What you have to do — Every line from the start of the records through the line with "SCAN tree -> rect" is to be written out exactly; pictures are not.

Collected data entries —
_____
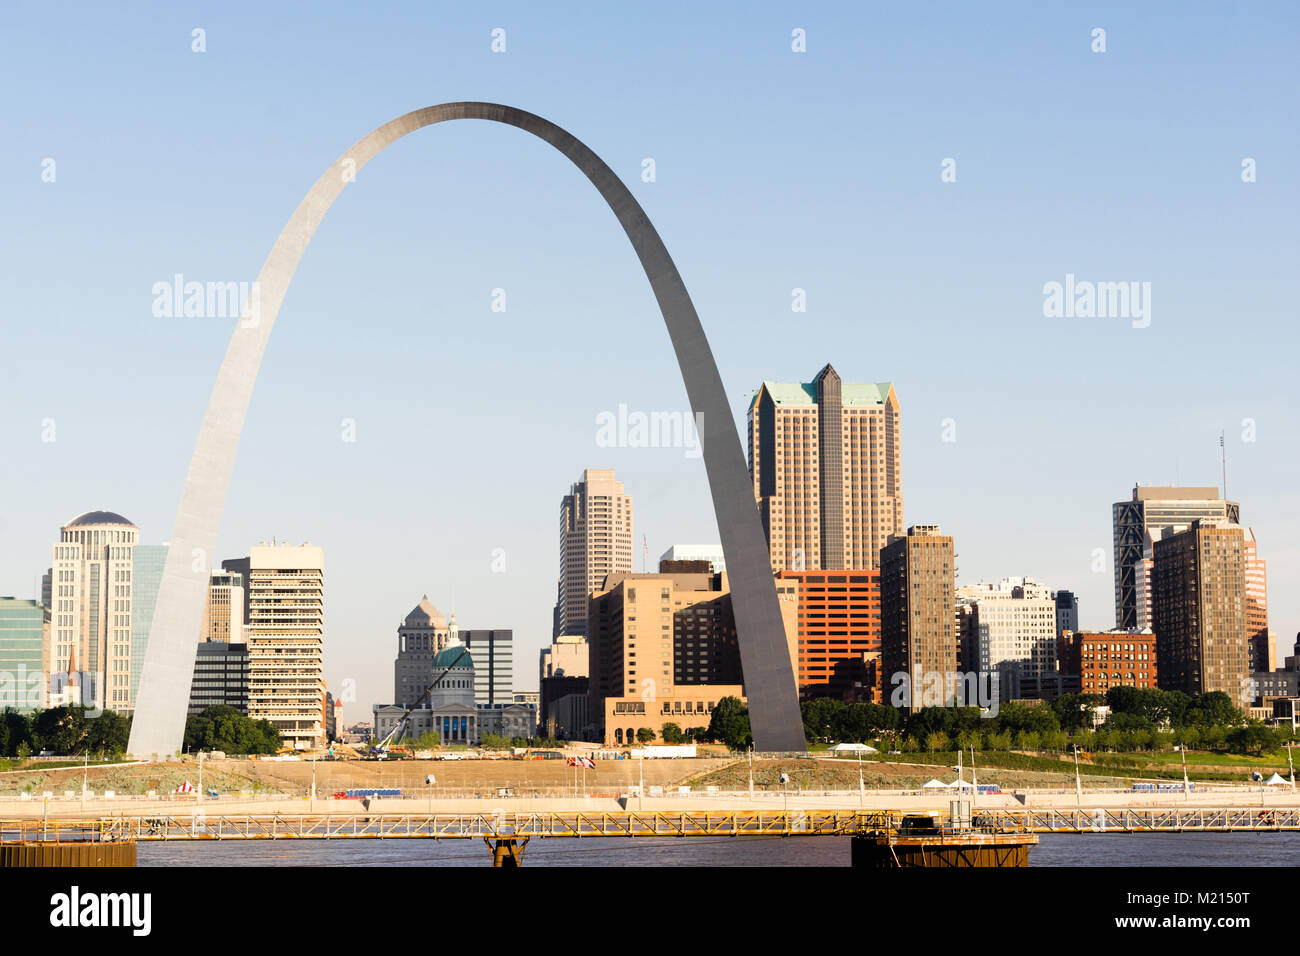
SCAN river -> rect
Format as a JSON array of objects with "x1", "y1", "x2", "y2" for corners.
[{"x1": 136, "y1": 832, "x2": 1300, "y2": 867}]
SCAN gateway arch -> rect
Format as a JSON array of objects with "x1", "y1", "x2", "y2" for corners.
[{"x1": 127, "y1": 103, "x2": 805, "y2": 757}]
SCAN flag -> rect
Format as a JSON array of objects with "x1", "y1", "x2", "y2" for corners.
[{"x1": 578, "y1": 756, "x2": 596, "y2": 769}]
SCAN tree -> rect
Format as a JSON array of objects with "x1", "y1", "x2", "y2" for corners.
[
  {"x1": 707, "y1": 697, "x2": 752, "y2": 751},
  {"x1": 1226, "y1": 721, "x2": 1278, "y2": 756},
  {"x1": 636, "y1": 727, "x2": 657, "y2": 743},
  {"x1": 84, "y1": 711, "x2": 131, "y2": 755},
  {"x1": 924, "y1": 731, "x2": 949, "y2": 753},
  {"x1": 183, "y1": 706, "x2": 281, "y2": 755},
  {"x1": 32, "y1": 706, "x2": 88, "y2": 754},
  {"x1": 801, "y1": 698, "x2": 843, "y2": 743},
  {"x1": 0, "y1": 709, "x2": 32, "y2": 758},
  {"x1": 661, "y1": 722, "x2": 685, "y2": 744},
  {"x1": 1184, "y1": 692, "x2": 1243, "y2": 729},
  {"x1": 684, "y1": 726, "x2": 710, "y2": 743}
]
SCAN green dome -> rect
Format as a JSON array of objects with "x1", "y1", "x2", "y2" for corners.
[{"x1": 433, "y1": 644, "x2": 473, "y2": 669}]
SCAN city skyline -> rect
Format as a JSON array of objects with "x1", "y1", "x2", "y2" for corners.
[{"x1": 2, "y1": 4, "x2": 1296, "y2": 728}]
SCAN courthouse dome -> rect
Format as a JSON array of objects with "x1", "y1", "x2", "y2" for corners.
[{"x1": 433, "y1": 644, "x2": 473, "y2": 670}]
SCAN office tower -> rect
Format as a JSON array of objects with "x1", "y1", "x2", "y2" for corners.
[
  {"x1": 955, "y1": 578, "x2": 1059, "y2": 682},
  {"x1": 0, "y1": 598, "x2": 48, "y2": 711},
  {"x1": 748, "y1": 364, "x2": 902, "y2": 572},
  {"x1": 1112, "y1": 485, "x2": 1239, "y2": 630},
  {"x1": 130, "y1": 543, "x2": 168, "y2": 706},
  {"x1": 880, "y1": 525, "x2": 956, "y2": 711},
  {"x1": 392, "y1": 595, "x2": 452, "y2": 708},
  {"x1": 240, "y1": 543, "x2": 325, "y2": 750},
  {"x1": 40, "y1": 570, "x2": 51, "y2": 610},
  {"x1": 1152, "y1": 520, "x2": 1249, "y2": 707},
  {"x1": 554, "y1": 469, "x2": 633, "y2": 637},
  {"x1": 187, "y1": 641, "x2": 250, "y2": 714},
  {"x1": 1060, "y1": 630, "x2": 1158, "y2": 696},
  {"x1": 459, "y1": 629, "x2": 513, "y2": 706},
  {"x1": 1053, "y1": 590, "x2": 1079, "y2": 640},
  {"x1": 200, "y1": 571, "x2": 245, "y2": 644},
  {"x1": 48, "y1": 511, "x2": 139, "y2": 710},
  {"x1": 659, "y1": 544, "x2": 727, "y2": 573},
  {"x1": 776, "y1": 569, "x2": 881, "y2": 701},
  {"x1": 1243, "y1": 529, "x2": 1272, "y2": 672},
  {"x1": 540, "y1": 635, "x2": 589, "y2": 738},
  {"x1": 587, "y1": 564, "x2": 797, "y2": 745}
]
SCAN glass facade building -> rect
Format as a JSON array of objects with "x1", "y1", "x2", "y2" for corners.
[
  {"x1": 0, "y1": 598, "x2": 47, "y2": 711},
  {"x1": 130, "y1": 544, "x2": 169, "y2": 706}
]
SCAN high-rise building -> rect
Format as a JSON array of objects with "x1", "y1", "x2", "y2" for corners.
[
  {"x1": 776, "y1": 569, "x2": 881, "y2": 701},
  {"x1": 1243, "y1": 529, "x2": 1273, "y2": 672},
  {"x1": 238, "y1": 543, "x2": 325, "y2": 750},
  {"x1": 955, "y1": 578, "x2": 1059, "y2": 683},
  {"x1": 48, "y1": 511, "x2": 140, "y2": 711},
  {"x1": 658, "y1": 544, "x2": 726, "y2": 573},
  {"x1": 392, "y1": 595, "x2": 452, "y2": 709},
  {"x1": 459, "y1": 629, "x2": 513, "y2": 706},
  {"x1": 130, "y1": 543, "x2": 168, "y2": 707},
  {"x1": 187, "y1": 641, "x2": 249, "y2": 714},
  {"x1": 587, "y1": 565, "x2": 797, "y2": 745},
  {"x1": 200, "y1": 571, "x2": 245, "y2": 645},
  {"x1": 539, "y1": 635, "x2": 589, "y2": 738},
  {"x1": 748, "y1": 364, "x2": 902, "y2": 572},
  {"x1": 881, "y1": 525, "x2": 956, "y2": 711},
  {"x1": 1152, "y1": 520, "x2": 1250, "y2": 707},
  {"x1": 1113, "y1": 485, "x2": 1239, "y2": 630},
  {"x1": 554, "y1": 469, "x2": 634, "y2": 638},
  {"x1": 0, "y1": 598, "x2": 49, "y2": 711},
  {"x1": 1053, "y1": 590, "x2": 1079, "y2": 640},
  {"x1": 40, "y1": 570, "x2": 51, "y2": 610}
]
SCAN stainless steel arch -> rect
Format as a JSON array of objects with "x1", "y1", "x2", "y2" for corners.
[{"x1": 127, "y1": 103, "x2": 805, "y2": 757}]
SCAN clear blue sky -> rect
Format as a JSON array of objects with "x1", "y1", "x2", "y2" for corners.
[{"x1": 2, "y1": 2, "x2": 1296, "y2": 724}]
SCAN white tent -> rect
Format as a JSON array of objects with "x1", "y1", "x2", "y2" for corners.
[
  {"x1": 1264, "y1": 773, "x2": 1290, "y2": 786},
  {"x1": 950, "y1": 779, "x2": 975, "y2": 789},
  {"x1": 828, "y1": 743, "x2": 878, "y2": 752},
  {"x1": 922, "y1": 779, "x2": 951, "y2": 789}
]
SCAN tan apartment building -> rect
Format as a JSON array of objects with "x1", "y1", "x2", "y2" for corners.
[
  {"x1": 1152, "y1": 520, "x2": 1250, "y2": 708},
  {"x1": 587, "y1": 563, "x2": 797, "y2": 745},
  {"x1": 748, "y1": 364, "x2": 902, "y2": 573},
  {"x1": 48, "y1": 511, "x2": 140, "y2": 711},
  {"x1": 1243, "y1": 528, "x2": 1273, "y2": 671},
  {"x1": 881, "y1": 525, "x2": 956, "y2": 712},
  {"x1": 554, "y1": 469, "x2": 634, "y2": 638},
  {"x1": 199, "y1": 571, "x2": 245, "y2": 644},
  {"x1": 233, "y1": 544, "x2": 325, "y2": 750}
]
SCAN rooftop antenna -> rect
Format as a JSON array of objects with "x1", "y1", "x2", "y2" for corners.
[{"x1": 1220, "y1": 430, "x2": 1228, "y2": 500}]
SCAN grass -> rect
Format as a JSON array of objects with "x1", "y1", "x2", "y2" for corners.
[{"x1": 855, "y1": 749, "x2": 1291, "y2": 784}]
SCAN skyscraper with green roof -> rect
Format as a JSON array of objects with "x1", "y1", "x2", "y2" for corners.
[{"x1": 748, "y1": 364, "x2": 902, "y2": 572}]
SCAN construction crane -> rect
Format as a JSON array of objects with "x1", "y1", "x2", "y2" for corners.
[{"x1": 370, "y1": 647, "x2": 472, "y2": 759}]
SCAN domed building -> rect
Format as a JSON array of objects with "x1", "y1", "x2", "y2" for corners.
[
  {"x1": 48, "y1": 510, "x2": 141, "y2": 711},
  {"x1": 374, "y1": 637, "x2": 479, "y2": 745}
]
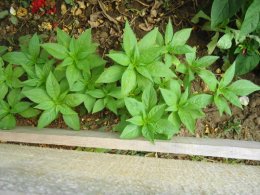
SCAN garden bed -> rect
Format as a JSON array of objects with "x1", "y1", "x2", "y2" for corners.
[{"x1": 0, "y1": 0, "x2": 259, "y2": 143}]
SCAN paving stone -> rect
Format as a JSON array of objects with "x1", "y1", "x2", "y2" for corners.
[{"x1": 0, "y1": 144, "x2": 259, "y2": 194}]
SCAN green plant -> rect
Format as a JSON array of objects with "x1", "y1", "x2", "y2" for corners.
[
  {"x1": 0, "y1": 58, "x2": 24, "y2": 99},
  {"x1": 96, "y1": 21, "x2": 175, "y2": 96},
  {"x1": 160, "y1": 80, "x2": 212, "y2": 132},
  {"x1": 0, "y1": 20, "x2": 259, "y2": 142},
  {"x1": 192, "y1": 0, "x2": 260, "y2": 75},
  {"x1": 213, "y1": 63, "x2": 260, "y2": 115},
  {"x1": 23, "y1": 72, "x2": 85, "y2": 130},
  {"x1": 42, "y1": 29, "x2": 105, "y2": 89},
  {"x1": 223, "y1": 118, "x2": 241, "y2": 134},
  {"x1": 120, "y1": 86, "x2": 178, "y2": 141},
  {"x1": 0, "y1": 89, "x2": 39, "y2": 129}
]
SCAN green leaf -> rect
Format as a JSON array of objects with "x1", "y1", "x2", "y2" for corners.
[
  {"x1": 108, "y1": 52, "x2": 130, "y2": 66},
  {"x1": 172, "y1": 45, "x2": 194, "y2": 54},
  {"x1": 228, "y1": 80, "x2": 260, "y2": 96},
  {"x1": 148, "y1": 62, "x2": 176, "y2": 78},
  {"x1": 23, "y1": 88, "x2": 51, "y2": 104},
  {"x1": 0, "y1": 114, "x2": 16, "y2": 129},
  {"x1": 214, "y1": 95, "x2": 231, "y2": 116},
  {"x1": 154, "y1": 119, "x2": 178, "y2": 139},
  {"x1": 136, "y1": 66, "x2": 152, "y2": 81},
  {"x1": 160, "y1": 88, "x2": 179, "y2": 106},
  {"x1": 2, "y1": 52, "x2": 29, "y2": 66},
  {"x1": 88, "y1": 89, "x2": 105, "y2": 98},
  {"x1": 142, "y1": 86, "x2": 157, "y2": 109},
  {"x1": 219, "y1": 63, "x2": 235, "y2": 87},
  {"x1": 84, "y1": 95, "x2": 96, "y2": 113},
  {"x1": 207, "y1": 32, "x2": 219, "y2": 54},
  {"x1": 96, "y1": 65, "x2": 124, "y2": 83},
  {"x1": 127, "y1": 116, "x2": 143, "y2": 126},
  {"x1": 179, "y1": 88, "x2": 189, "y2": 105},
  {"x1": 29, "y1": 33, "x2": 40, "y2": 59},
  {"x1": 194, "y1": 56, "x2": 219, "y2": 68},
  {"x1": 168, "y1": 112, "x2": 182, "y2": 130},
  {"x1": 124, "y1": 98, "x2": 144, "y2": 116},
  {"x1": 148, "y1": 104, "x2": 166, "y2": 122},
  {"x1": 65, "y1": 94, "x2": 85, "y2": 107},
  {"x1": 239, "y1": 0, "x2": 260, "y2": 38},
  {"x1": 46, "y1": 72, "x2": 60, "y2": 100},
  {"x1": 7, "y1": 89, "x2": 21, "y2": 106},
  {"x1": 138, "y1": 28, "x2": 158, "y2": 51},
  {"x1": 92, "y1": 99, "x2": 105, "y2": 113},
  {"x1": 0, "y1": 84, "x2": 8, "y2": 99},
  {"x1": 19, "y1": 108, "x2": 40, "y2": 118},
  {"x1": 37, "y1": 108, "x2": 58, "y2": 128},
  {"x1": 165, "y1": 19, "x2": 173, "y2": 44},
  {"x1": 171, "y1": 28, "x2": 192, "y2": 46},
  {"x1": 57, "y1": 28, "x2": 71, "y2": 48},
  {"x1": 0, "y1": 10, "x2": 9, "y2": 19},
  {"x1": 121, "y1": 68, "x2": 136, "y2": 96},
  {"x1": 178, "y1": 108, "x2": 195, "y2": 133},
  {"x1": 221, "y1": 89, "x2": 242, "y2": 108},
  {"x1": 217, "y1": 33, "x2": 233, "y2": 49},
  {"x1": 77, "y1": 29, "x2": 92, "y2": 51},
  {"x1": 120, "y1": 124, "x2": 141, "y2": 139},
  {"x1": 11, "y1": 102, "x2": 31, "y2": 114},
  {"x1": 35, "y1": 101, "x2": 55, "y2": 110},
  {"x1": 139, "y1": 47, "x2": 163, "y2": 64},
  {"x1": 188, "y1": 94, "x2": 213, "y2": 108},
  {"x1": 142, "y1": 125, "x2": 154, "y2": 142},
  {"x1": 63, "y1": 113, "x2": 80, "y2": 130},
  {"x1": 42, "y1": 43, "x2": 68, "y2": 60},
  {"x1": 198, "y1": 69, "x2": 218, "y2": 91},
  {"x1": 235, "y1": 53, "x2": 260, "y2": 75},
  {"x1": 66, "y1": 65, "x2": 81, "y2": 89},
  {"x1": 211, "y1": 0, "x2": 243, "y2": 27},
  {"x1": 191, "y1": 10, "x2": 211, "y2": 24},
  {"x1": 123, "y1": 21, "x2": 137, "y2": 57}
]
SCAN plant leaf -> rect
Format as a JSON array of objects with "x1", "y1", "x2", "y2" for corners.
[
  {"x1": 219, "y1": 63, "x2": 235, "y2": 87},
  {"x1": 121, "y1": 68, "x2": 136, "y2": 96},
  {"x1": 123, "y1": 21, "x2": 137, "y2": 57},
  {"x1": 120, "y1": 124, "x2": 141, "y2": 139},
  {"x1": 127, "y1": 116, "x2": 143, "y2": 126},
  {"x1": 142, "y1": 86, "x2": 157, "y2": 109},
  {"x1": 37, "y1": 108, "x2": 58, "y2": 128},
  {"x1": 96, "y1": 65, "x2": 124, "y2": 83},
  {"x1": 65, "y1": 94, "x2": 86, "y2": 107},
  {"x1": 171, "y1": 28, "x2": 192, "y2": 46},
  {"x1": 178, "y1": 108, "x2": 195, "y2": 133},
  {"x1": 46, "y1": 72, "x2": 60, "y2": 100},
  {"x1": 228, "y1": 80, "x2": 260, "y2": 96},
  {"x1": 107, "y1": 52, "x2": 130, "y2": 66},
  {"x1": 124, "y1": 97, "x2": 144, "y2": 116},
  {"x1": 42, "y1": 43, "x2": 68, "y2": 60},
  {"x1": 63, "y1": 113, "x2": 80, "y2": 130},
  {"x1": 0, "y1": 114, "x2": 16, "y2": 129},
  {"x1": 198, "y1": 69, "x2": 218, "y2": 91}
]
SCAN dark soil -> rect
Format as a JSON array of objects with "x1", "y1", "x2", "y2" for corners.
[{"x1": 0, "y1": 0, "x2": 259, "y2": 141}]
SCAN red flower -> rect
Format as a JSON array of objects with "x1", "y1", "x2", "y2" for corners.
[{"x1": 31, "y1": 0, "x2": 46, "y2": 13}]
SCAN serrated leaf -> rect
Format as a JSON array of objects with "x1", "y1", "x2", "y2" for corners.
[
  {"x1": 123, "y1": 21, "x2": 137, "y2": 57},
  {"x1": 124, "y1": 98, "x2": 144, "y2": 116},
  {"x1": 198, "y1": 69, "x2": 218, "y2": 91},
  {"x1": 96, "y1": 65, "x2": 124, "y2": 83},
  {"x1": 29, "y1": 33, "x2": 40, "y2": 59},
  {"x1": 219, "y1": 63, "x2": 235, "y2": 87},
  {"x1": 108, "y1": 52, "x2": 130, "y2": 66},
  {"x1": 0, "y1": 114, "x2": 16, "y2": 129},
  {"x1": 120, "y1": 124, "x2": 141, "y2": 139},
  {"x1": 23, "y1": 88, "x2": 51, "y2": 104},
  {"x1": 171, "y1": 28, "x2": 192, "y2": 47},
  {"x1": 121, "y1": 68, "x2": 136, "y2": 96},
  {"x1": 138, "y1": 28, "x2": 158, "y2": 51},
  {"x1": 42, "y1": 43, "x2": 68, "y2": 60},
  {"x1": 160, "y1": 88, "x2": 179, "y2": 106},
  {"x1": 46, "y1": 72, "x2": 60, "y2": 100},
  {"x1": 228, "y1": 80, "x2": 260, "y2": 96},
  {"x1": 37, "y1": 108, "x2": 58, "y2": 128},
  {"x1": 178, "y1": 108, "x2": 195, "y2": 133},
  {"x1": 65, "y1": 94, "x2": 85, "y2": 107},
  {"x1": 142, "y1": 86, "x2": 157, "y2": 109},
  {"x1": 127, "y1": 116, "x2": 143, "y2": 126},
  {"x1": 92, "y1": 99, "x2": 105, "y2": 113},
  {"x1": 188, "y1": 94, "x2": 213, "y2": 108}
]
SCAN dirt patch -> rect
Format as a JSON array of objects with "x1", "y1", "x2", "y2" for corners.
[{"x1": 0, "y1": 0, "x2": 259, "y2": 141}]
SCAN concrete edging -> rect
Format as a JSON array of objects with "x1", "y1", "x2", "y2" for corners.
[{"x1": 0, "y1": 126, "x2": 260, "y2": 160}]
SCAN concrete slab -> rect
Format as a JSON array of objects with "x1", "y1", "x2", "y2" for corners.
[{"x1": 0, "y1": 143, "x2": 259, "y2": 195}]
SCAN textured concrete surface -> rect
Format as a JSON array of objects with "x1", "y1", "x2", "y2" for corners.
[{"x1": 0, "y1": 144, "x2": 259, "y2": 195}]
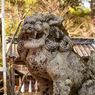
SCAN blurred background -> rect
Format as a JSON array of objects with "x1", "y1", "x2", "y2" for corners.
[{"x1": 0, "y1": 0, "x2": 95, "y2": 94}]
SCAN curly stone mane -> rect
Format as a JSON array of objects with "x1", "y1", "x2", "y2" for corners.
[{"x1": 17, "y1": 14, "x2": 71, "y2": 60}]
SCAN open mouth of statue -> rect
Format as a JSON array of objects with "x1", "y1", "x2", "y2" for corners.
[
  {"x1": 23, "y1": 30, "x2": 47, "y2": 49},
  {"x1": 23, "y1": 31, "x2": 45, "y2": 40}
]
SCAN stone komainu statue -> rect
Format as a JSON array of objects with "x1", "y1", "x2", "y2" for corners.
[{"x1": 17, "y1": 14, "x2": 95, "y2": 95}]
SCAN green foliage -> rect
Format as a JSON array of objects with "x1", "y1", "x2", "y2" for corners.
[
  {"x1": 69, "y1": 6, "x2": 90, "y2": 17},
  {"x1": 5, "y1": 0, "x2": 38, "y2": 36},
  {"x1": 0, "y1": 62, "x2": 3, "y2": 67},
  {"x1": 24, "y1": 0, "x2": 37, "y2": 4},
  {"x1": 5, "y1": 18, "x2": 15, "y2": 36},
  {"x1": 66, "y1": 6, "x2": 90, "y2": 28},
  {"x1": 24, "y1": 0, "x2": 38, "y2": 16},
  {"x1": 0, "y1": 58, "x2": 3, "y2": 67},
  {"x1": 9, "y1": 0, "x2": 24, "y2": 5},
  {"x1": 0, "y1": 42, "x2": 2, "y2": 67},
  {"x1": 61, "y1": 0, "x2": 82, "y2": 7}
]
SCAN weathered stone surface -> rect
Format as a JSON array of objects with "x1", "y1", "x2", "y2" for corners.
[
  {"x1": 17, "y1": 14, "x2": 95, "y2": 95},
  {"x1": 78, "y1": 80, "x2": 95, "y2": 95},
  {"x1": 87, "y1": 51, "x2": 95, "y2": 75}
]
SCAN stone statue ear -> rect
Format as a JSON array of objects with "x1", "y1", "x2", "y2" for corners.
[
  {"x1": 56, "y1": 17, "x2": 65, "y2": 23},
  {"x1": 48, "y1": 17, "x2": 65, "y2": 26}
]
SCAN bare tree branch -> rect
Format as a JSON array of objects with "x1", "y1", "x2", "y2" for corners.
[
  {"x1": 66, "y1": 18, "x2": 77, "y2": 29},
  {"x1": 6, "y1": 20, "x2": 23, "y2": 57},
  {"x1": 6, "y1": 7, "x2": 31, "y2": 57},
  {"x1": 0, "y1": 87, "x2": 3, "y2": 92},
  {"x1": 16, "y1": 72, "x2": 29, "y2": 95}
]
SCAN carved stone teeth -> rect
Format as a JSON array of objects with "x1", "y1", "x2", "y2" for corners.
[
  {"x1": 34, "y1": 32, "x2": 37, "y2": 39},
  {"x1": 36, "y1": 21, "x2": 42, "y2": 25},
  {"x1": 27, "y1": 30, "x2": 31, "y2": 33}
]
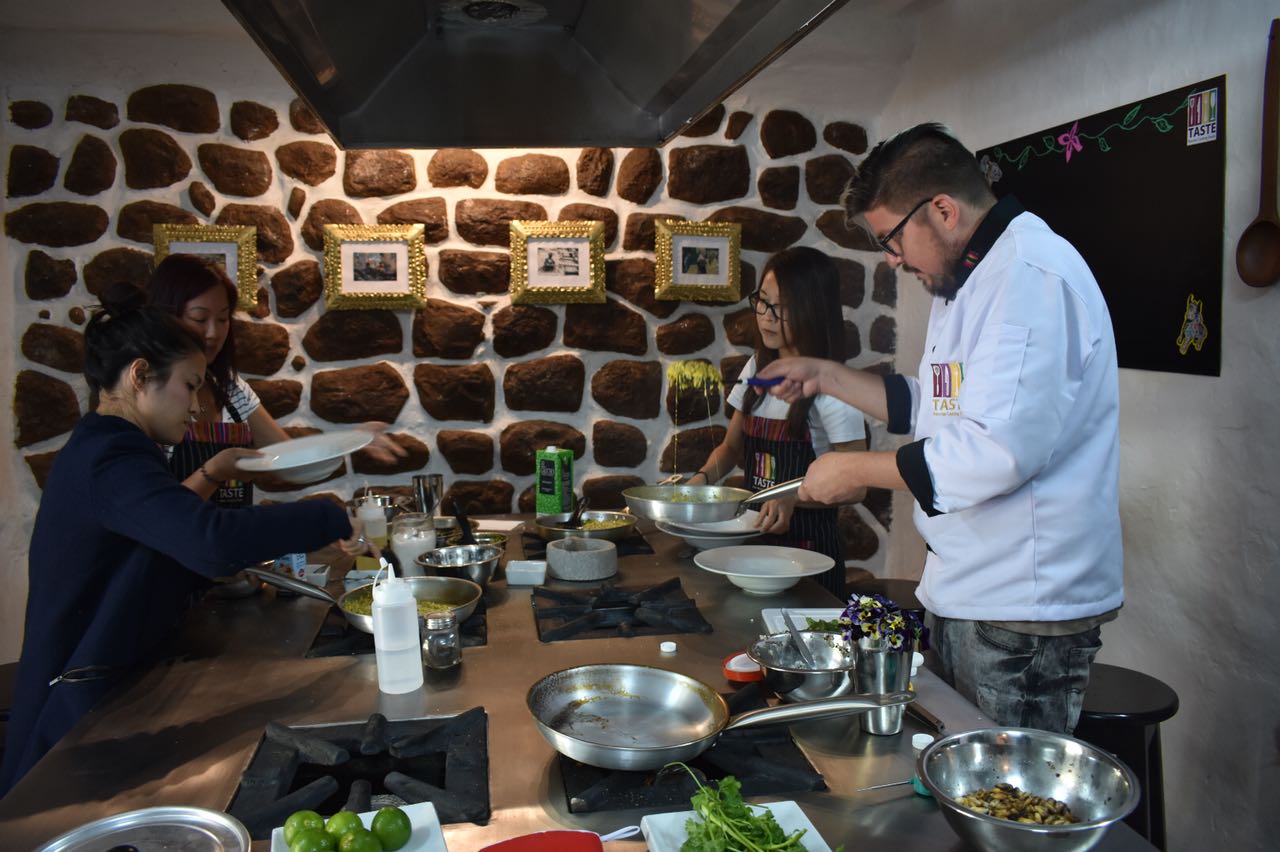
_____
Completed task —
SCAN river -> rect
Format as a JSON array of objects with "x1", "y1", "x2", "y2" for corners.
[{"x1": 136, "y1": 832, "x2": 1300, "y2": 867}]
SCAN gateway arch -> rect
Format as a JSON array of objects with "x1", "y1", "x2", "y2" for corners.
[{"x1": 127, "y1": 103, "x2": 805, "y2": 757}]
SCAN flag -> rect
Format as a JSON array of objects with "x1", "y1", "x2", "y2" for corners.
[{"x1": 578, "y1": 756, "x2": 596, "y2": 769}]
SCAN tree -> rect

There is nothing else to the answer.